(DESCRIPTION OF THE TASK) For each record that follows, give it back exactly, with no pictures included.

(INFORMATION GIVEN)
"""

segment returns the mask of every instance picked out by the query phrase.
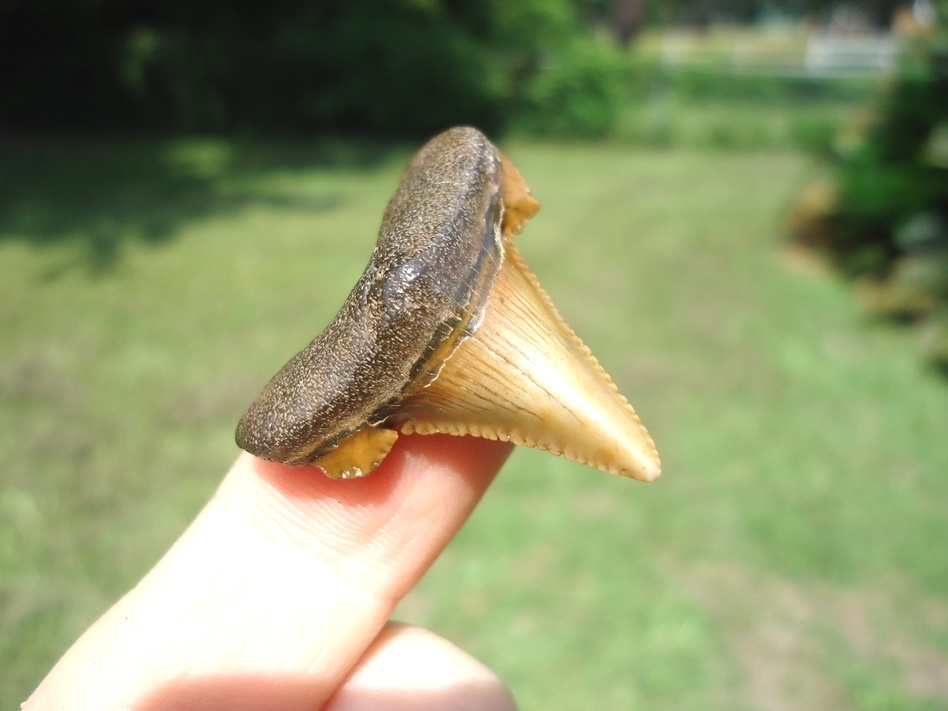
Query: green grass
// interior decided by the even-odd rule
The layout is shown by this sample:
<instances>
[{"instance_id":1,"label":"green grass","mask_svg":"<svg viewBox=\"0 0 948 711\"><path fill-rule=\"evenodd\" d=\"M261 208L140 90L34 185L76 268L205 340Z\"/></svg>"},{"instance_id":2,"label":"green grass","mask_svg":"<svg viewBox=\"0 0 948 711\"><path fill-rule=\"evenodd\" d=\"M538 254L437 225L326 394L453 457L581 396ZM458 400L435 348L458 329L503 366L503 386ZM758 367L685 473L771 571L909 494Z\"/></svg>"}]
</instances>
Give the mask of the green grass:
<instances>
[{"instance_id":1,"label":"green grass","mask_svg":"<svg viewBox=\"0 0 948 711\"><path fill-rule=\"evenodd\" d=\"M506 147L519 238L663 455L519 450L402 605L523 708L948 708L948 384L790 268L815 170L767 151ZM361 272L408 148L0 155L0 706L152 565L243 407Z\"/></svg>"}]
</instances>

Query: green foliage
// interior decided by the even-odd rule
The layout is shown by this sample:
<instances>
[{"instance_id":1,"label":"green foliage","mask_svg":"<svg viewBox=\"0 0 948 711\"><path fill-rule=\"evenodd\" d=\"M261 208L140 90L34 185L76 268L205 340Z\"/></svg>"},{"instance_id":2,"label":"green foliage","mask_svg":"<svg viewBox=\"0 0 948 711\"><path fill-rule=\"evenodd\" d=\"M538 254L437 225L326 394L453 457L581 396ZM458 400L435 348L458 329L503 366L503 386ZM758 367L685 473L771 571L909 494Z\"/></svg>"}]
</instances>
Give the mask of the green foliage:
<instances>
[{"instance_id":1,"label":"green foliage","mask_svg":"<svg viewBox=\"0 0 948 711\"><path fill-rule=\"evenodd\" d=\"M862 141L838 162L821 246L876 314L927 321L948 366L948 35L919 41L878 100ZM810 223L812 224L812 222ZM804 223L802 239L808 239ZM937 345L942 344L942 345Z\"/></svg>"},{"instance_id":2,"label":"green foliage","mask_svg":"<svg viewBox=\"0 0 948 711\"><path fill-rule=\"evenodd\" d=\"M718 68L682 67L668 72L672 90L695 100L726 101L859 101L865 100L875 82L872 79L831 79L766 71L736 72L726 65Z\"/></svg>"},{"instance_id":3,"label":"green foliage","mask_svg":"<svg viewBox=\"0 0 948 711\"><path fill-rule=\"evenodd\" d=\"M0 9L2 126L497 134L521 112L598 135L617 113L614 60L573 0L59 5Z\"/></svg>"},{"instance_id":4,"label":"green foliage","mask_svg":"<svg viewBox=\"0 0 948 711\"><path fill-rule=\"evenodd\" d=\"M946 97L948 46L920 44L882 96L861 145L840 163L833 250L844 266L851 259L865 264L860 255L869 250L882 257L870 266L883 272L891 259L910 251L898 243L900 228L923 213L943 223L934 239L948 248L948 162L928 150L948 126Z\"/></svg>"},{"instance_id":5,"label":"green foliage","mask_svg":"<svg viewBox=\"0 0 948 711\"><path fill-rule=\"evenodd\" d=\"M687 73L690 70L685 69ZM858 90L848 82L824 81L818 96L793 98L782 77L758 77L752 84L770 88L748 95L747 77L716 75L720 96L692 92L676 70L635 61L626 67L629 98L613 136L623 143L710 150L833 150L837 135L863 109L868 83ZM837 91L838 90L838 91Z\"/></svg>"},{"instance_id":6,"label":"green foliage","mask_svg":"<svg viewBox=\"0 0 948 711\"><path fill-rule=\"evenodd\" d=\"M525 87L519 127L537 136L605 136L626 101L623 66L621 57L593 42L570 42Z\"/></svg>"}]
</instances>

"""

(EXERCISE ANSWER)
segment returns the mask of every instance picked out by the query phrase.
Query: green grass
// interior decided by the even-odd rule
The layout is shown by this sample:
<instances>
[{"instance_id":1,"label":"green grass","mask_svg":"<svg viewBox=\"0 0 948 711\"><path fill-rule=\"evenodd\" d=\"M261 208L140 90L34 185L76 268L205 340Z\"/></svg>"},{"instance_id":2,"label":"green grass","mask_svg":"<svg viewBox=\"0 0 948 711\"><path fill-rule=\"evenodd\" d=\"M538 254L437 225L326 394L453 457L581 396ZM458 400L435 348L458 329L503 366L503 386ZM758 367L685 473L771 571L909 494Z\"/></svg>"}]
</instances>
Give the mask of the green grass:
<instances>
[{"instance_id":1,"label":"green grass","mask_svg":"<svg viewBox=\"0 0 948 711\"><path fill-rule=\"evenodd\" d=\"M506 147L519 238L663 455L519 450L402 605L523 708L948 708L948 384L790 268L815 170L767 151ZM361 272L408 148L0 155L0 706L152 565L243 407Z\"/></svg>"}]
</instances>

Query: green foliage
// interior decided by the even-odd rule
The layout is shown by this sample:
<instances>
[{"instance_id":1,"label":"green foliage","mask_svg":"<svg viewBox=\"0 0 948 711\"><path fill-rule=\"evenodd\" d=\"M261 208L140 90L34 185L76 268L205 340Z\"/></svg>"},{"instance_id":2,"label":"green foliage","mask_svg":"<svg viewBox=\"0 0 948 711\"><path fill-rule=\"evenodd\" d=\"M538 254L437 225L326 394L453 457L581 396ZM458 400L435 348L458 329L503 366L503 386ZM758 367L685 473L771 571L909 494Z\"/></svg>"}]
</instances>
Give the mask of the green foliage:
<instances>
[{"instance_id":1,"label":"green foliage","mask_svg":"<svg viewBox=\"0 0 948 711\"><path fill-rule=\"evenodd\" d=\"M862 141L838 162L821 246L876 314L927 321L948 366L948 35L919 41L878 100ZM810 223L812 224L812 222ZM804 223L802 239L808 239ZM937 345L942 344L942 345Z\"/></svg>"},{"instance_id":2,"label":"green foliage","mask_svg":"<svg viewBox=\"0 0 948 711\"><path fill-rule=\"evenodd\" d=\"M718 68L682 67L668 72L672 90L695 100L726 101L859 101L865 100L875 82L872 79L831 79L766 71L736 72L726 65Z\"/></svg>"},{"instance_id":3,"label":"green foliage","mask_svg":"<svg viewBox=\"0 0 948 711\"><path fill-rule=\"evenodd\" d=\"M0 9L2 126L497 134L521 112L598 135L617 113L614 60L573 0L59 5Z\"/></svg>"},{"instance_id":4,"label":"green foliage","mask_svg":"<svg viewBox=\"0 0 948 711\"><path fill-rule=\"evenodd\" d=\"M946 97L948 46L920 44L882 96L861 145L840 163L833 250L844 266L851 259L865 264L860 255L869 250L882 257L870 266L883 272L891 259L910 251L898 243L900 228L923 213L943 223L934 239L948 248L948 162L928 150L948 126Z\"/></svg>"},{"instance_id":5,"label":"green foliage","mask_svg":"<svg viewBox=\"0 0 948 711\"><path fill-rule=\"evenodd\" d=\"M687 73L690 70L685 69ZM858 90L848 82L824 81L818 96L793 98L782 77L758 77L752 84L770 88L748 95L747 77L716 75L720 96L692 92L676 70L635 61L626 67L629 98L613 136L623 143L710 150L833 150L837 135L863 109L868 83ZM837 91L838 90L838 91Z\"/></svg>"},{"instance_id":6,"label":"green foliage","mask_svg":"<svg viewBox=\"0 0 948 711\"><path fill-rule=\"evenodd\" d=\"M525 87L519 127L537 136L605 136L626 101L623 66L621 57L593 42L570 42Z\"/></svg>"}]
</instances>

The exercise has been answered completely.